▶ **Brano estratto**:
------------------------------

In fin dei conti ne risulta una spesa netta annua di 189€. La mia bolletta energetica si è ridotta dell’86%!

Modalità di pagamento dei contributi

Il contributo rimborsa i costi sostenuti dall’utente per i servizi di trasporto e dispacciamento, oltre che gli oneri generali di sistema della rete elettrica. Importante da dire è che lo scambio sul posto non va a scontare le bollette!

Il contributo in conto scambio è un pagamento che viene accreditato a posteriori e che non interviene sulla bolletta elettrica. I canali sono due:

  • Si riceverà normalmente la bolletta elettrica dal proprio gestore (Enel, Edison, Acea, ecc.)
  • In seguito si avrà un accredito da parte del GSE del valore in denaro che ci spetta secondo i calcoli

Per determinare l’importo del contributo, il GSE si basa sulle caratteristiche dell’impianto e sulla quantità di energia scambiata con la rete. Il valore del contributo dipende dai costi di prelievo dell’energia dalla rete e dal valore in euro dell’energia immessa in rete, calcolato a sua volta in base ai prezzi del mercato elettrico, secondo zone, profili e fasce orarie.

------------------------------

▶ **Attività da svolgere**:
1. Riassuma in due frasi il brano sullo scambio sul posto.
2. Trascriva dal brano sullo scambio sul posto il passo che inizia con "Per determinare l’importo" e prosegue fino a "e fasce orarie.".
3. Spieghi in una o due frasi come, secondo il brano sullo scambio sul posto, viene calcolato il valore in euro dell'energia immessa in rete.

------------------------------

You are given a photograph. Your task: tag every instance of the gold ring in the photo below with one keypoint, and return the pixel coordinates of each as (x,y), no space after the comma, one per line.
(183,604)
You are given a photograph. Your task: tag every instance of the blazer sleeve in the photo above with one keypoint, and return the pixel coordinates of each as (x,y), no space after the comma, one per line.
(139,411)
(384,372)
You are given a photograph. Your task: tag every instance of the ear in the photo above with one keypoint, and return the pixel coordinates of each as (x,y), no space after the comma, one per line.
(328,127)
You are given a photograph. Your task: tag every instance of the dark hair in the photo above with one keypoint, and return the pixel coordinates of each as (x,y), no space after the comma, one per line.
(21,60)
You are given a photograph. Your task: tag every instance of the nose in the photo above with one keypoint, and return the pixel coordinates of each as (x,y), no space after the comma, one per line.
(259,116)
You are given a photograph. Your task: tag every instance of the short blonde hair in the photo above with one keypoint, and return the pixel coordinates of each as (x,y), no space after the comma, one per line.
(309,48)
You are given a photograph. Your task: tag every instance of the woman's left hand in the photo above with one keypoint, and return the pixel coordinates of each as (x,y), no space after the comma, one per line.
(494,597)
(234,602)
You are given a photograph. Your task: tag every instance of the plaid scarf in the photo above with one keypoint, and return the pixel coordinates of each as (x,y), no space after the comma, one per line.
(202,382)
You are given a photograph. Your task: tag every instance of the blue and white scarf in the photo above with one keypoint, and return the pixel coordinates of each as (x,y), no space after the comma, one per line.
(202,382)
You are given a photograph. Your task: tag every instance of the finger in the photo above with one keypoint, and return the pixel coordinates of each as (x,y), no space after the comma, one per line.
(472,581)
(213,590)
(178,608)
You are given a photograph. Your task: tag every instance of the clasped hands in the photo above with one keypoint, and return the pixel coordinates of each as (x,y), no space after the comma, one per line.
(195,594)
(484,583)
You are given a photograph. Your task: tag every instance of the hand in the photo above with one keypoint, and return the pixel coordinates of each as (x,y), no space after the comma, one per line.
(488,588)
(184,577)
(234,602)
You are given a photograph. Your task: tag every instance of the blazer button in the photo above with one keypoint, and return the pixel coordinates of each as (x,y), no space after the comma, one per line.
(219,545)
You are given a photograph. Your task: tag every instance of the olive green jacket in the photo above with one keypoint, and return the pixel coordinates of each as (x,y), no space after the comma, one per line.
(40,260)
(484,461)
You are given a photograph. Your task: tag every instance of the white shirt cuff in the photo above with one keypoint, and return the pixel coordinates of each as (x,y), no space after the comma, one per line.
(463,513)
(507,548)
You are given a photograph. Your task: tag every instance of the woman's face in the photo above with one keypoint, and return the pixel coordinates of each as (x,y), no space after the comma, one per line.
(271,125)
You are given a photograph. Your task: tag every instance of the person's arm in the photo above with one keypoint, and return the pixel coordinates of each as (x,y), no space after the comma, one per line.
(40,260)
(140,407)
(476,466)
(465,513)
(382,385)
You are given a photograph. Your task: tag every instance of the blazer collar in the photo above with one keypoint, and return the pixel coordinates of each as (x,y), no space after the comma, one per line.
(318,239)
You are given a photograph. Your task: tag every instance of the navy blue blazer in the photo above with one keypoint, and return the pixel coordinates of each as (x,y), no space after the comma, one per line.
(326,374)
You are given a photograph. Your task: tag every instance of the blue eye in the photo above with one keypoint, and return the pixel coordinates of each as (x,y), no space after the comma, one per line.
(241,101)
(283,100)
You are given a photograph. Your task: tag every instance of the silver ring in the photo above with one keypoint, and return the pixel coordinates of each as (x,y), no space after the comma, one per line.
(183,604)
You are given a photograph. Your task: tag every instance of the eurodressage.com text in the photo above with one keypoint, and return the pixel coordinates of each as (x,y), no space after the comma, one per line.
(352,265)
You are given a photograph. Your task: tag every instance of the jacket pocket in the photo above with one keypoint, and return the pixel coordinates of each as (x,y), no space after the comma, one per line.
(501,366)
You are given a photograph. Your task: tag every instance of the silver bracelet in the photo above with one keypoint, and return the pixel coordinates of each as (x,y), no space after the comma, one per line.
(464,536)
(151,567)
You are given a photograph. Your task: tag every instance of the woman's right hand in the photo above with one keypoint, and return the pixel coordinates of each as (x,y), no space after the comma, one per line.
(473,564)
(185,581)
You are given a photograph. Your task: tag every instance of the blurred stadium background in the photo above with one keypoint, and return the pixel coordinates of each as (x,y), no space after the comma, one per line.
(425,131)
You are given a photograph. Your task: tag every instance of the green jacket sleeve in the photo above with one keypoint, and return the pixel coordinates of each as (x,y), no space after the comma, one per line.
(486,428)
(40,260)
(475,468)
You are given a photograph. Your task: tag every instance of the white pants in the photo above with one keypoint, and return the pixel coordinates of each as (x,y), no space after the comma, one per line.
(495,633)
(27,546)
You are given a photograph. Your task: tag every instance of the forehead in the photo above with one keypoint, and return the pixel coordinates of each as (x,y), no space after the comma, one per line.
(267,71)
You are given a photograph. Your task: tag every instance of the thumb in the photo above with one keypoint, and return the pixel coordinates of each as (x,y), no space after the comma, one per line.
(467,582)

------------------------------

▶ **Risposte in ordine**:
1. Il contributo in conto scambio rimborsa all'utente i costi di trasporto e dispacciamento e gli oneri generali di sistema, ma non sconta la bolletta: il GSE lo accredita a posteriori, mentre la bolletta arriva normalmente dal gestore. Il GSE ne determina l'importo in base alle caratteristiche dell'impianto e all'energia scambiata con la rete, e il suo valore dipende dai costi di prelievo e dal valore dell'energia immessa, calcolato secondo i prezzi del mercato elettrico.

2.
Per determinare l’importo del contributo, il GSE si basa sulle caratteristiche dell’impianto e sulla quantità di energia scambiata con la rete. Il valore del contributo dipende dai costi di prelievo dell’energia dalla rete e dal valore in euro dell’energia immessa in rete, calcolato a sua volta in base ai prezzi del mercato elettrico, secondo zone, profili e fasce orarie.

3. Il valore in euro dell'energia immessa in rete viene calcolato in base ai prezzi del mercato elettrico, secondo zone, profili e fasce orarie.